§ Requirement
Print all the entries verbatim.

§ Given records
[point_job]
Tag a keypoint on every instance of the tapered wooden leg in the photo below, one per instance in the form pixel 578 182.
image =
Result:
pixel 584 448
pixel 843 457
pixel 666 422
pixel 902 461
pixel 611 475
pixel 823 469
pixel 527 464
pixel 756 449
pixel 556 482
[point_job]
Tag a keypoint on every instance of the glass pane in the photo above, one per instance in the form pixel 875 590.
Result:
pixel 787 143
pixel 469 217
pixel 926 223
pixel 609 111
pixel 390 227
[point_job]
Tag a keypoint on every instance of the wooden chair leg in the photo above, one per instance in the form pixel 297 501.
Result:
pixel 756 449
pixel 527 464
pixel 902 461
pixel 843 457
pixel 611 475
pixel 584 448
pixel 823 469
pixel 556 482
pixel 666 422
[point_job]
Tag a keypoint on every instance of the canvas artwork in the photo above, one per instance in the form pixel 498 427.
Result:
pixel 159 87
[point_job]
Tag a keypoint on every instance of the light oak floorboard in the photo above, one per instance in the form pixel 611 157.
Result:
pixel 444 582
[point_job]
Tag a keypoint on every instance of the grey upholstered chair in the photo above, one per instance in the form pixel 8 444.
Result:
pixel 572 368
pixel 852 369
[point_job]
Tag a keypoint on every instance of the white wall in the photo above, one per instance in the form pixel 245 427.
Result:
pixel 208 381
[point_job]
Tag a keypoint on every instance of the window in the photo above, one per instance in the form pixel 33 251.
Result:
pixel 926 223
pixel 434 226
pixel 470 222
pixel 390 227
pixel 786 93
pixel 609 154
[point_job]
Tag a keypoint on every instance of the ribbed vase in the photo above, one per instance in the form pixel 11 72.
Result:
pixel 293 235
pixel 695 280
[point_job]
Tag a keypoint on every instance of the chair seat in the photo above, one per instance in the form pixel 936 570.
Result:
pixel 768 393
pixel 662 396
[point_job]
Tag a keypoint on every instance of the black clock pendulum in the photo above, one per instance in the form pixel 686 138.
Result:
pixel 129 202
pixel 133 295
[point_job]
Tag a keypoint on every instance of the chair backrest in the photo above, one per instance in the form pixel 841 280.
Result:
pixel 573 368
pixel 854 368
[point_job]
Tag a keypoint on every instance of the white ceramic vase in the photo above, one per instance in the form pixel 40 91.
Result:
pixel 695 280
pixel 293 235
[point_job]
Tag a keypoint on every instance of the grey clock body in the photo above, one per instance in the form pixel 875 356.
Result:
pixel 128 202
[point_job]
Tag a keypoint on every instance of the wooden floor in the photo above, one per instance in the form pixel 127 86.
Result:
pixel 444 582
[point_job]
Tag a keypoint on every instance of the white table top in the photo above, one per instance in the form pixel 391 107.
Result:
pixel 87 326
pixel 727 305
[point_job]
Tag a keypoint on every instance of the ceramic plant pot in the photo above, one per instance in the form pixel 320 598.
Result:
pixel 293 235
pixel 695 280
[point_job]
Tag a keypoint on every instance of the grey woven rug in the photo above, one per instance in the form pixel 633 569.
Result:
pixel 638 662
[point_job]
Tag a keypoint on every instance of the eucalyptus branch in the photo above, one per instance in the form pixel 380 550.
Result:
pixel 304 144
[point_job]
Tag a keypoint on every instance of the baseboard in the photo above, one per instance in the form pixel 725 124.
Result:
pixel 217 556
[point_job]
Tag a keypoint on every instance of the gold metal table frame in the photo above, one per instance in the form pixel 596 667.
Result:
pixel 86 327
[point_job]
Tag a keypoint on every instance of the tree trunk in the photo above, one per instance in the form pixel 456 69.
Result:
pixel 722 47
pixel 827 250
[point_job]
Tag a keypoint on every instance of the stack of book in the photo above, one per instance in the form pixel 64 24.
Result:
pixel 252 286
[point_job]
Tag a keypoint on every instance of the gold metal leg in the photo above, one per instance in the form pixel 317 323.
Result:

§ Task answer
[point_job]
Tag a keypoint on every instance of the tapered wooden leg in the photo below, one per instance in the form pixel 578 182.
image =
Result:
pixel 584 448
pixel 843 457
pixel 666 422
pixel 902 461
pixel 611 475
pixel 823 469
pixel 527 464
pixel 756 449
pixel 556 482
[point_job]
Tag a keypoint on every instance of the glass pane in the photo above, one per instance in the form pixel 875 590.
Result:
pixel 787 143
pixel 469 217
pixel 926 223
pixel 609 111
pixel 390 227
[point_job]
Tag a keypoint on every instance of the wooden chair leg in the photo above, one per instance in the form pixel 297 501.
Result:
pixel 756 449
pixel 527 464
pixel 902 461
pixel 843 457
pixel 611 475
pixel 584 448
pixel 823 469
pixel 556 482
pixel 666 422
[point_job]
Tag a keypoint on every instance of the canvas artwork in the photo above, one per instance in the form pixel 498 427.
Result:
pixel 159 87
[point_job]
Tag a keypoint on every instance of the light oak floorboard in the photo above, one per instance in the form pixel 611 157.
Result:
pixel 444 582
[point_job]
Tag a keypoint on every instance of the grey upholstered chair in the photo above, one per instance in the form pixel 8 444.
Result:
pixel 572 368
pixel 852 369
[point_job]
Tag a keypoint on every instance of the white wall in the photo above, one per instance in the form pixel 245 427.
Result:
pixel 208 381
[point_job]
Tag a keypoint on every instance of the window in the photo above, one per instance in the form pixel 33 251.
Result:
pixel 926 223
pixel 434 226
pixel 470 222
pixel 390 227
pixel 786 93
pixel 609 154
[point_job]
Tag a keypoint on every instance of the ribbed vase in the photo above, one per instance in the form pixel 11 72.
Result:
pixel 293 235
pixel 695 280
[point_job]
Tag a keypoint on every instance of the chair seat in the photo above, one per instance in the form pixel 936 570.
Result:
pixel 768 393
pixel 662 396
[point_job]
Tag a keypoint on every instance of the black clock pendulum in the photo above, one per instance in the form pixel 686 138.
Result:
pixel 129 202
pixel 133 295
[point_job]
Tag a keypoint on every instance of the chair backrest in the photo above, one per instance in the form pixel 841 280.
Result:
pixel 573 368
pixel 854 368
[point_job]
Tag a keypoint on every instance of the white ceramic vase in the photo above, one per instance in the form pixel 40 91.
Result:
pixel 695 280
pixel 293 235
[point_job]
Tag a keypoint on every instance of the grey clock body in the photo above, one per instance in the form pixel 875 356.
Result:
pixel 128 202
[point_job]
Tag a keypoint on every instance of the wooden floor in the photo above, one per instance in the form pixel 127 86.
Result:
pixel 444 582
[point_job]
Tag a keypoint on every instance of the white table top in the photo above, one per instance in the form pixel 391 107.
Result:
pixel 87 326
pixel 727 305
[point_job]
Tag a keypoint on every instance of the ceramic plant pot in the photo above, one per instance in the form pixel 320 598.
Result:
pixel 293 235
pixel 695 280
[point_job]
Tag a keypoint on every instance of the grey woven rug in the photo above, one per instance in the form pixel 633 569.
Result:
pixel 638 662
[point_job]
Tag a keypoint on every instance of the eucalyptus branch in the photo above, one per instance in the form pixel 380 550.
Result:
pixel 304 144
[point_job]
Tag a keypoint on every instance of the baseboard in the photo above, one per instance in the form pixel 725 124.
Result:
pixel 217 556
[point_job]
Tag a keypoint on every instance of the gold metal table frame in the photo above, one per instance in the form pixel 596 667.
Result:
pixel 86 327
[point_job]
Tag a keypoint on every instance of the tree trunk in the photo above, one per instance in the form pixel 456 69.
Result:
pixel 722 47
pixel 827 250
[point_job]
Tag a keypoint on every instance of the stack of book in the photo above, one per instance in the form pixel 64 24.
Result:
pixel 252 286
[point_job]
Tag a keypoint on every instance of the gold metal leg in the photo above, one per instance in the form pixel 317 323.
Result:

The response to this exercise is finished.